• **TUGAS YANG DIMINTA**
**A)** Kutip tanpa perubahan bagian teks tentang Sumatra bagian utara yang dibuka dengan kata-kata berisi "Sejak abad ke-2" dan ditutup dengan "sudah diterima umum.".
**B)** Lanjutkan teks tentang Sumatra bagian utara mulai dari titik teks itu berhenti.

• **DOKUMEN SUMBER**
--
Sejak abad ke-2 M, lewat tulisan
Ptolemaeus, dan selama satu milenium, Sumatra bagian utara dianggap sebagai
daerah berbahaya karena diduga dihuni oleh sejumlah masyarakat kanibal. Yang
diketahui juga adalah bahwa wilayah itu kaya dengan kamper, khususnya yang
diekspor sejak abad ke-5 atau ke-6 M, melalui sebuah tempat yang bernama Barus.
Pada awal abad ke 13 M, Zhao Rugua mencatat sebuah negeri bernama Pa-t’a, di
bawah kuasa Sriwijaya. Kaitan antara Pa-t’a dan Bata sudah diterima umum.
Selain itu, Sejarah resmi dinasti Yuan (Yuanshi)
mencatat kedatangan utusan dari Ma-da di istana maharaja Tiongkok pada tahun
1285. Sebenarnya suku kata ma
diucapkan ba dalam dialek yang
digunakan di bagian selatan Fujian, sehingga nama tempat ini mungkin dapat
dikaitkan dengan Bata. Tetapi kedua sumber Tionghoa ini tidak mengaitkan nama
negeri Bata dengan sebuah masyarakat kanibal.
Gambaran tentang populasi semakin
jelas dengan persinggahan Marco Polo di bagian utara Sumatra tahun 1291. Ia
adalah orang pertama yang mencatat kehadiran Islam dan juga pertentangan antara
kaum minoritas Islam yang bermukim di kota-kota pesisir dan masyarakat
mayoritas penganut paganisme, yang biadab dan sebagian kanibal, yang tinggal di pegunungan dan belum dikenal dunia
luar.
--
• **DATA**
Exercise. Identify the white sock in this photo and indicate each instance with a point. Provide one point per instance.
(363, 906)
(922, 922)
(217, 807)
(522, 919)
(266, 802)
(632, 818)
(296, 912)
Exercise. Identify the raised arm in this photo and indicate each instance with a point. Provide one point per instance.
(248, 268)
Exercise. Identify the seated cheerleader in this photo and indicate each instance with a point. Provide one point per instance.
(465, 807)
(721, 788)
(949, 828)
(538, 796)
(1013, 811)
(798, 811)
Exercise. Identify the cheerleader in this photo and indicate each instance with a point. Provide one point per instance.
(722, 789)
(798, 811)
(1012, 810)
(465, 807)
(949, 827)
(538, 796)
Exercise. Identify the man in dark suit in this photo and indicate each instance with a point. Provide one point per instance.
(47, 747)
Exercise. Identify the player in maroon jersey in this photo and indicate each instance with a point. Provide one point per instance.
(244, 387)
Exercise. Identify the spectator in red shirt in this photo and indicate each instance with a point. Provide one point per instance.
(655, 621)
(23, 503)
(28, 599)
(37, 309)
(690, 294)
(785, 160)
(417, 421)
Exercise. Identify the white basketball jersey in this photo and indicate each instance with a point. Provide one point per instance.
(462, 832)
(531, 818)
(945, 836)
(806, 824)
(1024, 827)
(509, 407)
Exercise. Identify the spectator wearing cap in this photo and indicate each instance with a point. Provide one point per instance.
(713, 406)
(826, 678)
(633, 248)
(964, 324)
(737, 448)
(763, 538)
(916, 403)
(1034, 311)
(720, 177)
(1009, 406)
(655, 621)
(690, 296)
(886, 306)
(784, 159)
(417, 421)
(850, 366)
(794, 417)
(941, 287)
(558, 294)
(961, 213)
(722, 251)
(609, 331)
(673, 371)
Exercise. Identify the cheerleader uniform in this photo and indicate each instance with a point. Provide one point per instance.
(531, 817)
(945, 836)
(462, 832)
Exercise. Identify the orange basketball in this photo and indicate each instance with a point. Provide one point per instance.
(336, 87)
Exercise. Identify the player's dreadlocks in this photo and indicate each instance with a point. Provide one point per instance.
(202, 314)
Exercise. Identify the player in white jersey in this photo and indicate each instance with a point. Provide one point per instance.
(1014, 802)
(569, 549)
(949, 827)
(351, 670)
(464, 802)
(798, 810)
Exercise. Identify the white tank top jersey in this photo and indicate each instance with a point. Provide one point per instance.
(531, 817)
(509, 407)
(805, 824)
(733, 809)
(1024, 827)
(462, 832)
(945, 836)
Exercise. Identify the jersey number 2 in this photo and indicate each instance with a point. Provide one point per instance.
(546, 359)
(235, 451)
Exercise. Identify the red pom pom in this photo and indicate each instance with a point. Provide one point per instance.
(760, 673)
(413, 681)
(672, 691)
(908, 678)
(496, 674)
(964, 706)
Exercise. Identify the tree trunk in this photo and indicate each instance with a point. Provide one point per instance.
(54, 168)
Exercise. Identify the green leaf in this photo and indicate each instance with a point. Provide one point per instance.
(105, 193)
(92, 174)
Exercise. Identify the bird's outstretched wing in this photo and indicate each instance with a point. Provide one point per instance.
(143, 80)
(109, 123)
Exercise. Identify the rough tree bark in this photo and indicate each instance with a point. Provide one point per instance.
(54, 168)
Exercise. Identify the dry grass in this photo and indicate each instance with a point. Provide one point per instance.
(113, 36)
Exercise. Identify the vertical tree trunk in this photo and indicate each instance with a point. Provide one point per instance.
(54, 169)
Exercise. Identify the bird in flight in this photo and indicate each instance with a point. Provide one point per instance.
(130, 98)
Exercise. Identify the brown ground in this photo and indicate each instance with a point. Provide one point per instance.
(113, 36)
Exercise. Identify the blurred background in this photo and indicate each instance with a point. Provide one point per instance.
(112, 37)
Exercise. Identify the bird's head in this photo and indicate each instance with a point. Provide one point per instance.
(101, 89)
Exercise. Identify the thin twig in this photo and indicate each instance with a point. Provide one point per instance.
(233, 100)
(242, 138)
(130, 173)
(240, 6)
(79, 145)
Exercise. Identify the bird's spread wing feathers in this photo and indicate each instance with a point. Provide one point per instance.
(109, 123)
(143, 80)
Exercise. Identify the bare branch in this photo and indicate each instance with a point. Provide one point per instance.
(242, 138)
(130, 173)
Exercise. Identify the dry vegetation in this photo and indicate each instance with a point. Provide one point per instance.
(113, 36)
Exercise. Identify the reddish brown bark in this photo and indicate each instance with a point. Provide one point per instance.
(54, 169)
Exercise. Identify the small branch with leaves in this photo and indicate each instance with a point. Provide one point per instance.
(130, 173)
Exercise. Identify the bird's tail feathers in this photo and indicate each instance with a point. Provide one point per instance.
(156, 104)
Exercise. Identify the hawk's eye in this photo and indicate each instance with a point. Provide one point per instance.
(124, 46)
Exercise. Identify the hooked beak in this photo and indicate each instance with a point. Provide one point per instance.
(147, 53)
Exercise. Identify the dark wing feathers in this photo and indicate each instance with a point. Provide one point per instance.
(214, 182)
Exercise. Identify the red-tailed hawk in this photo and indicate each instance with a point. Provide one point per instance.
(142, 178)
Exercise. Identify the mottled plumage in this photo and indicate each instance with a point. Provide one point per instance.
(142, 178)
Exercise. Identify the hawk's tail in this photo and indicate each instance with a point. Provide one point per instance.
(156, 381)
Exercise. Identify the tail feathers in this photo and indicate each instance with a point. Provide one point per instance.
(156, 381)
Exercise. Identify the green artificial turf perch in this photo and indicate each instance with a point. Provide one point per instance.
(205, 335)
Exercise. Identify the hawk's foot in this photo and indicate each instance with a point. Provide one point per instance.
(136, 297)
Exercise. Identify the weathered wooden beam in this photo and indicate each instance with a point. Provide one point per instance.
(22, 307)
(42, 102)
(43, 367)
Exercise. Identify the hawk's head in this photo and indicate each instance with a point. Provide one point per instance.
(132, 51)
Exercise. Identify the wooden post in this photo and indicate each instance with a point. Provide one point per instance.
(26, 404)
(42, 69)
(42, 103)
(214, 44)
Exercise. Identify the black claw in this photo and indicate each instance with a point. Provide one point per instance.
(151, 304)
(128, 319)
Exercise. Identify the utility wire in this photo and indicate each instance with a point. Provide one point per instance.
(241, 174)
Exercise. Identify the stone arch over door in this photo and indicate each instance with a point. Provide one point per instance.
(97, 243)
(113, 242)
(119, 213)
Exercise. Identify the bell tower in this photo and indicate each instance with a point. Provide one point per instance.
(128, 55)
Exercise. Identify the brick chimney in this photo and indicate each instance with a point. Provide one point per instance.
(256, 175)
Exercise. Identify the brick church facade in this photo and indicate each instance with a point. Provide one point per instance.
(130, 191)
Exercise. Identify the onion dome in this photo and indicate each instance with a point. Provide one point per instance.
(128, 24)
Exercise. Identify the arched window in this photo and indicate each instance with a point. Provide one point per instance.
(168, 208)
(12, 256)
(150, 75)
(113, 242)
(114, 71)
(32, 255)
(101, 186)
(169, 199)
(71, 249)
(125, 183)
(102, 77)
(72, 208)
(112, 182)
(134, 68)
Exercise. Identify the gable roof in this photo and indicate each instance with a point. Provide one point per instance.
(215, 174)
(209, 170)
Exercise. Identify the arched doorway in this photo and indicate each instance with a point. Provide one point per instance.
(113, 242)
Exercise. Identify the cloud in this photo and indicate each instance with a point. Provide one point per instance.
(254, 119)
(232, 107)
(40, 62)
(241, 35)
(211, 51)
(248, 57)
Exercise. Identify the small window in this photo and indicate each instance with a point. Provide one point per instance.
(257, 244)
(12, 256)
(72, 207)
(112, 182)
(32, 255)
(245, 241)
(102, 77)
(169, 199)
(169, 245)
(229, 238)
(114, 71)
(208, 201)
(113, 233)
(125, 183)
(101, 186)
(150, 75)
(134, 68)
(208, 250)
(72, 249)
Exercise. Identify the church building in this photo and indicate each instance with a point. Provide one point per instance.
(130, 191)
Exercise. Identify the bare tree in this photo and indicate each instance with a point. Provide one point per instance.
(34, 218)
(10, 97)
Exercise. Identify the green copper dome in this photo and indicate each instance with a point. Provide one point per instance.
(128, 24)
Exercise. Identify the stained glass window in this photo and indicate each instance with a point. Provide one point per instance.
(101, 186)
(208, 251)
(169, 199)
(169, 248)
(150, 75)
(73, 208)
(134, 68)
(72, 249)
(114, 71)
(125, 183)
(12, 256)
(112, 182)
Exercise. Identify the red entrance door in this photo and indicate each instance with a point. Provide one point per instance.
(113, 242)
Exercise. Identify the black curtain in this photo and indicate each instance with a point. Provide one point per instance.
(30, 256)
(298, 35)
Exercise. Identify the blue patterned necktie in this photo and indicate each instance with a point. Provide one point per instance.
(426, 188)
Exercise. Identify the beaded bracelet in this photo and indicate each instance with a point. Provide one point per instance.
--
• **JAWABAN BERNOMOR**
**A)**
Sejak abad ke-2 M, lewat tulisan
Ptolemaeus, dan selama satu milenium, Sumatra bagian utara dianggap sebagai
daerah berbahaya karena diduga dihuni oleh sejumlah masyarakat kanibal. Yang
diketahui juga adalah bahwa wilayah itu kaya dengan kamper, khususnya yang
diekspor sejak abad ke-5 atau ke-6 M, melalui sebuah tempat yang bernama Barus.
Pada awal abad ke 13 M, Zhao Rugua mencatat sebuah negeri bernama Pa-t’a, di
bawah kuasa Sriwijaya. Kaitan antara Pa-t’a dan Bata sudah diterima umum.

**B)**
Pada abad berikutnya, terdapat
semakin banyak catatan dari orang Barat atau Tionghoa. Data mengenai penduduk
masih tetap sama, dengan tambahan informasi di sejumlah sumber mengenai adanya
orang-orang bertato.
Nicolo de’ Conti tinggal selama
setahun di kota Sciamuthera (Samudra) tahun 1430 dan menjadi orang pertama yang
menyebut nama tempat “Batech” yang dikaitkan dengan sebuah populasi yang
bersifat kanibal dan gemar berperang. Nama tempat ini ditemukan kembali pada
awal abad ke-16 melalui Tomé Pires yang menyebut “seorang raja dari Bata” dalam
laporannya Suma Oriental (1512-1515)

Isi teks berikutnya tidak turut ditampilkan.